__提示文__
5、マザー・テレサの言葉より。一人ひとりは神様の最高傑作


1、あなた大切な存在

 自分とは何か見失っているとき、この本を開けば、自分とはどんな存在なのか、気づかせてくれます。

『こころの深呼吸』3月23日には、『「隣人を自分のように愛しなさい」と言いますが、人間は、自分を愛するようにしか隣人を愛することができません。自分を厳しく裁いて駄目な人間だと決めつける人は、隣人も同じように厳しく裁いてしまうのです。まずは、自分を愛することから始めましょう。』と、自分を大切にするところからはじめてゆきましょう、と呼びかけています。失敗続きの連続や、仕事がなかなかうまくいかないときには、自分を愛することは難しく感じられるかもしれません。そんなときどうしたらよいのか『こころの深呼吸』から、考えてみました

 


2、ちょうどよいサイズの自分で

 『こころの深呼吸』12月7日のページを開いてみると、自分を大切にするためのヒントが隠されている気がします。それは、「1人ひとりに、神さまが与えて下さったかけがえのないよさがあるからです。自分のよさも限界もあるがままに認められる人こそ、真に謙遜な人です。」という文章です。ここには、自分の限界(弱さ)を、あるがままに受け入れられる人こそ、真に謙遜な人だと書かれています。自分で、「あれも自分でしなければ、これも自分でしなければ」と、一人のみで力でしようとしなくてもよいのです。

__資料欄__

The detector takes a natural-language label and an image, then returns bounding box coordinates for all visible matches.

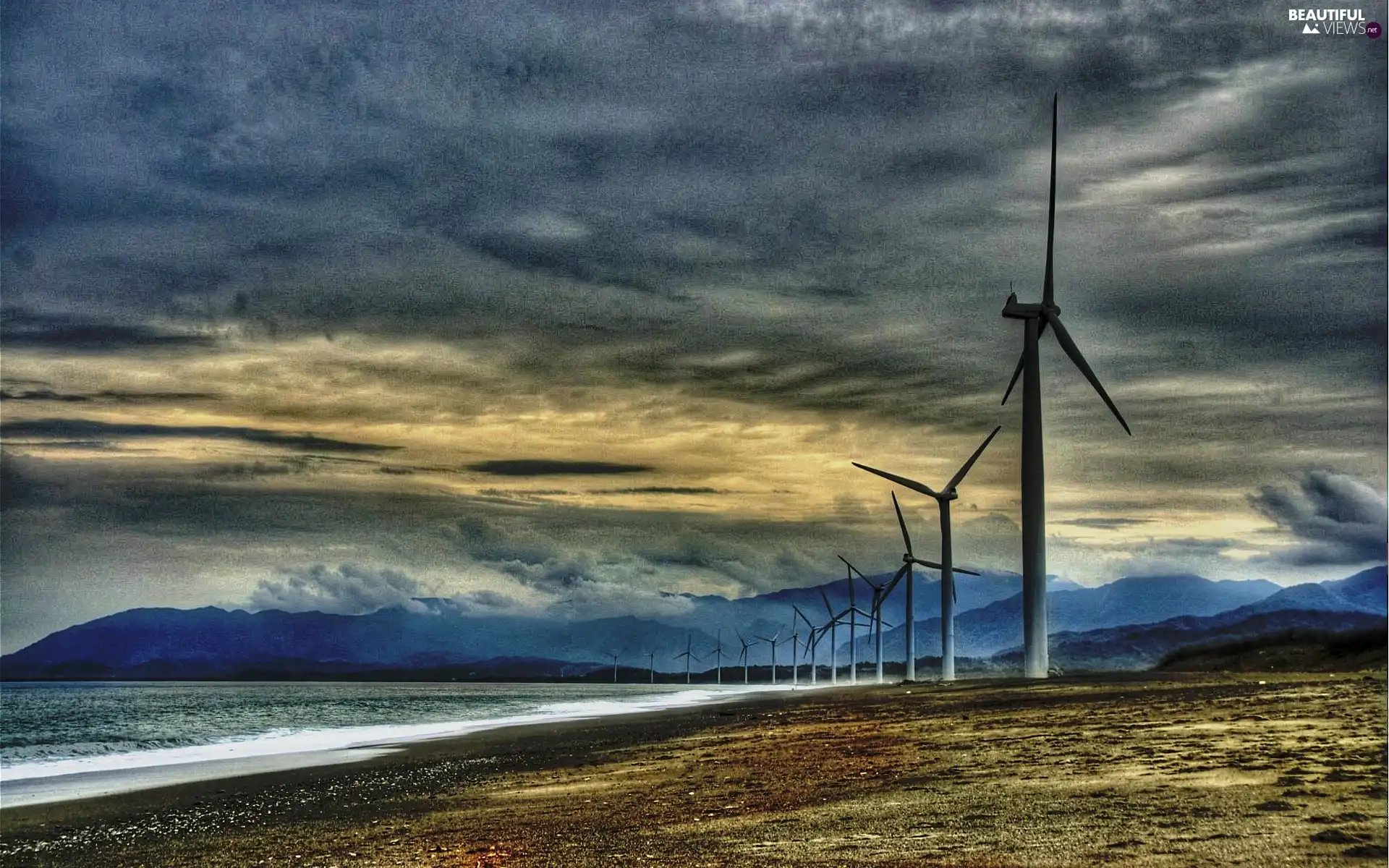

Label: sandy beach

__課題の目的__
提示文にある「ここには、自分の限界(弱さ)を、あるがままに受け入れられる人こそ、真に謙遜な人だと書かれています。」という一文を英語に訳してください。 資料はこの課題には関係しません。

__本課題の解答__
It is written here that it is precisely the person who can accept their own limitations (weaknesses) as they are who is truly humble.